▶ [GIVEN PROBLEM]: Edit the material below so that every instance of "mossy rock" becomes "lichen-covered stone", and keep every other character unchanged.

[Records of labeled points]
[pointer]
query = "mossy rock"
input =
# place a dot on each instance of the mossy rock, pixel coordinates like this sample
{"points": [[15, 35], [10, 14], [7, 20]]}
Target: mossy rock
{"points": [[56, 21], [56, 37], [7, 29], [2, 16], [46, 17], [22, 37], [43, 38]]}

▶ [FINAL ANSWER]:
[pointer]
query = "lichen-covered stone"
input =
# place a dot on each instance of the lichen-covered stone, pixel coordinates like this sample
{"points": [[15, 35], [10, 14], [7, 20]]}
Target: lichen-covered stone
{"points": [[56, 21], [56, 37], [7, 29], [2, 16], [46, 17], [22, 37], [43, 38]]}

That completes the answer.